### Text to read
+++
Attorneys for NRF wrote in a letter to U.S. District Judge Margo Brodie that the proposal fails to end Visa and Mastercard’s practice of centrally setting “default” swipe fees charged by all banks that issue their cards rather than letting banks compete to offer the best rates. It also fails to reverse a controversial “honor all cards” rule requiring merchants to accept all cards from each network regardless of fees.
“The proposed settlement does not even approach the type of relief that is required,” the letter said. “The settlement agreement’s minimal relief would always be inadequate without these core terms, but it is particularly so now when the case is on the relative eve of trial after years of litigation. To cram down a settlement with minimal relief after the defendants’ recent summary judgement defeat is deeply unfair.”
The proposed settlement of the 19-year-old lawsuit was announced late last month, just weeks after Brodie rejected a motion from Visa and Mastercard to dismiss the case. Under the settlement, Visa and Mastercard would reduce rates for each swipe fee category by four basis points (0.04 of one percentage point) for three years and average rates by seven basis points for five years. But with credit card swipe fees currently averaging 2.26% of the transaction – 226 basis points – “this temporary reduction is but a drop in the bucket,” the letter said.
The rate reduction would save merchants an average $6 billion a year but comes as swipe fees for Visa and Mastercard credit cards totaled $100 billion last year. After five years of “meager and temporary relief,” Visa and Mastercard would be allowed to raise rates again “without restraint,” the letter said. In addition, the agreement applies only to “interchange” fees that go to card-issuing banks while Visa and Mastercard would be free to raise “network” fees they receive, “undercutting any value that the proposed settlement may offer.”
+++
### Collected material

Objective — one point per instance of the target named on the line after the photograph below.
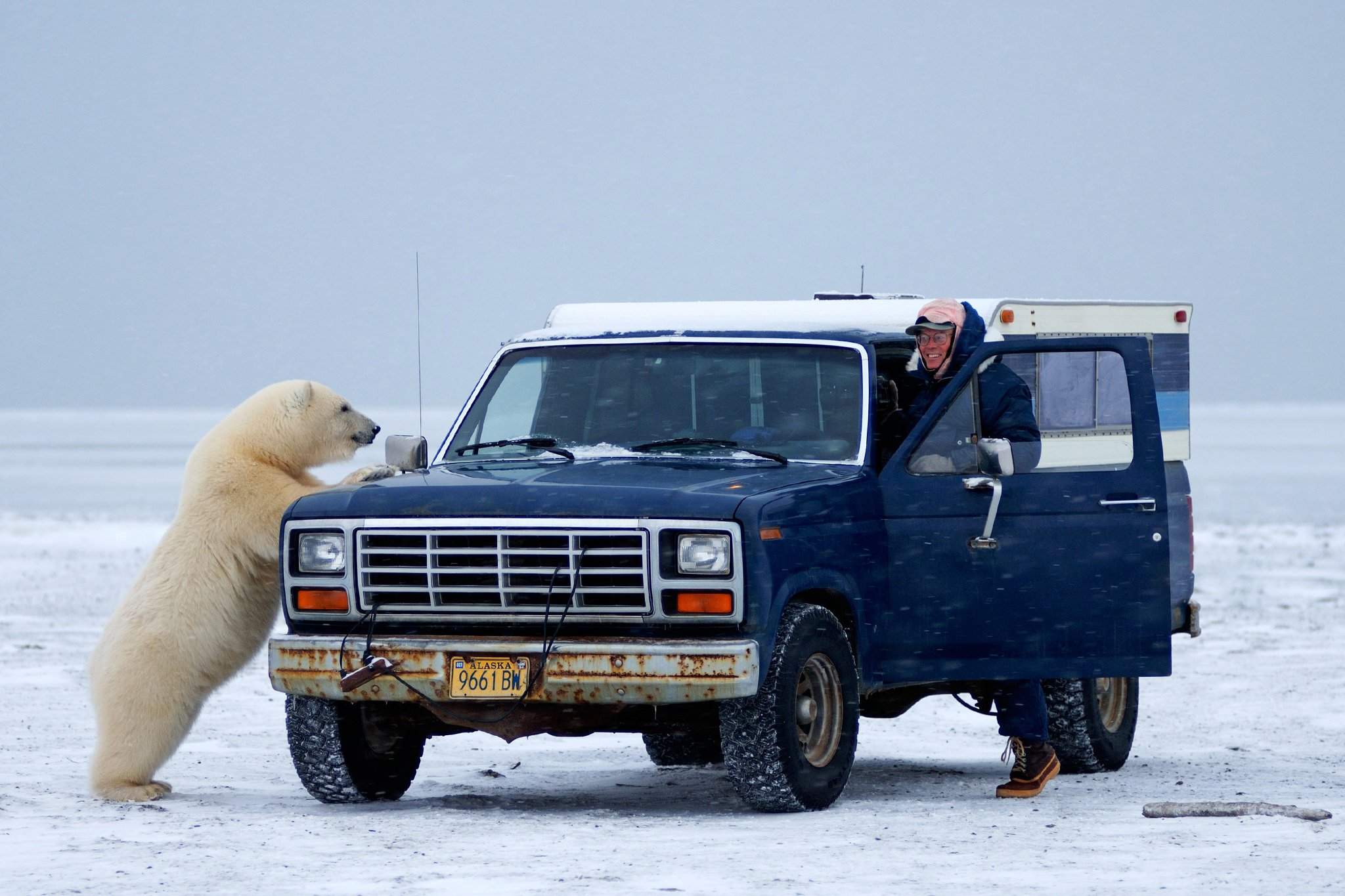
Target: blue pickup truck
+++
### Written tasks
**1)** List every figure that the article on the Visa and Mastercard swipe fee settlement states in basis points.
**2)** Write the next paragraph of the article on the Visa and Mastercard swipe fee settlement, following on from its final sentence.
The data play no part in the work that follows.

### Exercise responses
**1)**
- four basis points
- seven basis points
- 226 basis points

**2)**
Other parts of the settlement “are impracticable or meaningless,” the letter said, noting a provision that would allow merchants to impose a surcharge on customers who use premium cards that carry higher-than average swipe fees. “Few merchants will do so in the highly competitive retail market,” the attorneys wrote. And doing so would not be possible in states that ban surcharges or limit surcharges to the amount of the swipe fee, which often isn’t known to the merchant at the time of the transaction.
While the agreement would provide only temporary relief, it includes a “virtually limitless” ban on future merchant litigation over swipe fees and has no opt-out provision for merchants who do not agree with its terms. Even businesses that do not yet exist would be barred from suing, a provision that could violate the Sherman Antitrust Act.
The letter said the settlement’s failures come largely because attorneys for the small group of named plaintiffs – five small businesses claiming to represent the entire retail industry – have “effectively frozen us out” despite repeated offers by NRF to assist.
With the settlement failing to make a major impact on swipe fees, NRF has maintained that Congress still needs to pass the Credit Card Competition Act. The bipartisan bill would require large banks to enable an alternative processing network on Visa and Mastercard credit cards, leading to competition over fees, security and service.